WHAT TO WORK ON
For every line in the material, produce an exact copy.

AVAILABLE DATA
··········

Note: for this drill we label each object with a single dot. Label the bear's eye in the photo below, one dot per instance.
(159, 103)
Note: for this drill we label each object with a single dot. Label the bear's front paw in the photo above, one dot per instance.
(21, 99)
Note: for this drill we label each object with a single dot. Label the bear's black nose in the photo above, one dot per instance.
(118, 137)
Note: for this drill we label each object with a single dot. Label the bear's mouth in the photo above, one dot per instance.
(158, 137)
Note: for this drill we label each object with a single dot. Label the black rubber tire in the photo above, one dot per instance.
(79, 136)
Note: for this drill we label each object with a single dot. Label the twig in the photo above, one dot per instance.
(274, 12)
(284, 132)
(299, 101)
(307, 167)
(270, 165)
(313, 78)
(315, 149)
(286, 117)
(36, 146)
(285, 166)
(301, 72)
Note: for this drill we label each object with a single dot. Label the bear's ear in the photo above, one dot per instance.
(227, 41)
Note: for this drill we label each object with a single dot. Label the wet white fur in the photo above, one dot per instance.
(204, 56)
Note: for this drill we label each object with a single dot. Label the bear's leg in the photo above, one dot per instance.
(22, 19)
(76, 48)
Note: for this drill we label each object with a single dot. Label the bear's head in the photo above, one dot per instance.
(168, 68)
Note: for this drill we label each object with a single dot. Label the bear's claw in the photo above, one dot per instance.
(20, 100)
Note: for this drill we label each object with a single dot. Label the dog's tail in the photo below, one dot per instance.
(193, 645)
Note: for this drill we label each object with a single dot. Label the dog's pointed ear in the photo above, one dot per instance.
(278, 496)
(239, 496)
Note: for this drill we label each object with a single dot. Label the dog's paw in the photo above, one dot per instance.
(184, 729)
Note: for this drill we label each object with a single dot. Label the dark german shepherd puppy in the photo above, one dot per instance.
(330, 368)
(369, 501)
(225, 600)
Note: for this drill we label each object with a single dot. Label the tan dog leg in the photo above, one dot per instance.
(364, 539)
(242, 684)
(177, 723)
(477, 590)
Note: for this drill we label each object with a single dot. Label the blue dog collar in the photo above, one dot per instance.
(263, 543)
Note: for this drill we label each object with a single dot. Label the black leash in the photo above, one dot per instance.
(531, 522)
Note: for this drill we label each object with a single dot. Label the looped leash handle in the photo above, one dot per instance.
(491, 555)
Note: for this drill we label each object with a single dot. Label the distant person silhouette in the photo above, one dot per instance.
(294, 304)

··········

RESPONSE
Note: for this drill we label each object with a single dot. Label the bear's eye in the photo below, one dot per instance.
(159, 103)
Note: for this drill we label each object with a single dot. Label the bear's front paw in the photo above, one dot per instance.
(21, 99)
Note: for this drill we label each object with a single dot. Label the bear's black nose in the photo above, one dot per instance.
(118, 137)
Note: for this drill we label each object with a single dot. Label the bear's mouth in the photo above, one dot per instance.
(158, 137)
Note: for this drill we label each object with a single dot. Label the black rubber tire in the photo above, one dot per instance.
(79, 136)
Note: for this drill we label each object with a single dot. Label the twig in the photo above, one dot per instance.
(274, 12)
(284, 132)
(299, 101)
(307, 167)
(270, 165)
(313, 78)
(315, 149)
(286, 117)
(36, 146)
(285, 166)
(301, 72)
Note: for this drill we label each object with a single dot. Label the bear's ear in the photo above, one dot per instance.
(227, 41)
Note: for this drill we label each object with a single dot. Label the wet white fur in the photo above, one dot per instance.
(204, 56)
Note: for this drill we label each object with a single dot. Label the bear's leg in the photo above, one dot per instance.
(22, 19)
(76, 48)
Note: for this drill we label each object with a single dot. Label the bear's head in the photo above, one dot per instance.
(168, 68)
Note: for this drill we label each object with a single dot. Label the bear's claw in the photo above, one dot per instance.
(20, 100)
Note: for this drill we label each object with a single dot. Label the dog's tail in the photo below, one dot per instance.
(193, 645)
Note: for this drill we label each object with a single dot. Label the dog's pointed ear in the photo above, one dot per instance.
(278, 496)
(239, 496)
Note: for this drill we label each object with a single dot. Label the dog's paw in the photo above, one dot per instance.
(184, 729)
Note: for this drill we label each object with a single dot. Label the dark german shepherd puppy in the photo above, one dot per instance.
(330, 368)
(369, 501)
(225, 600)
Note: for this drill we label each object with a single dot. Label the tan dog leg in the photo above, one dot per instance.
(364, 539)
(242, 684)
(177, 723)
(477, 590)
Note: for this drill we label each object with a single dot. Label the blue dog collar in the photo above, one dot per instance.
(263, 543)
Note: for this drill we label each object with a single dot. Label the black leash in the photo above, one dot per instance.
(531, 522)
Note: for this drill we label each object with a single dot. Label the looped leash handle in the photo above, one dot per instance.
(491, 555)
Note: for this drill we label each object with a single dot. Label the distant person silhouette in the photo above, one dot per instance.
(294, 304)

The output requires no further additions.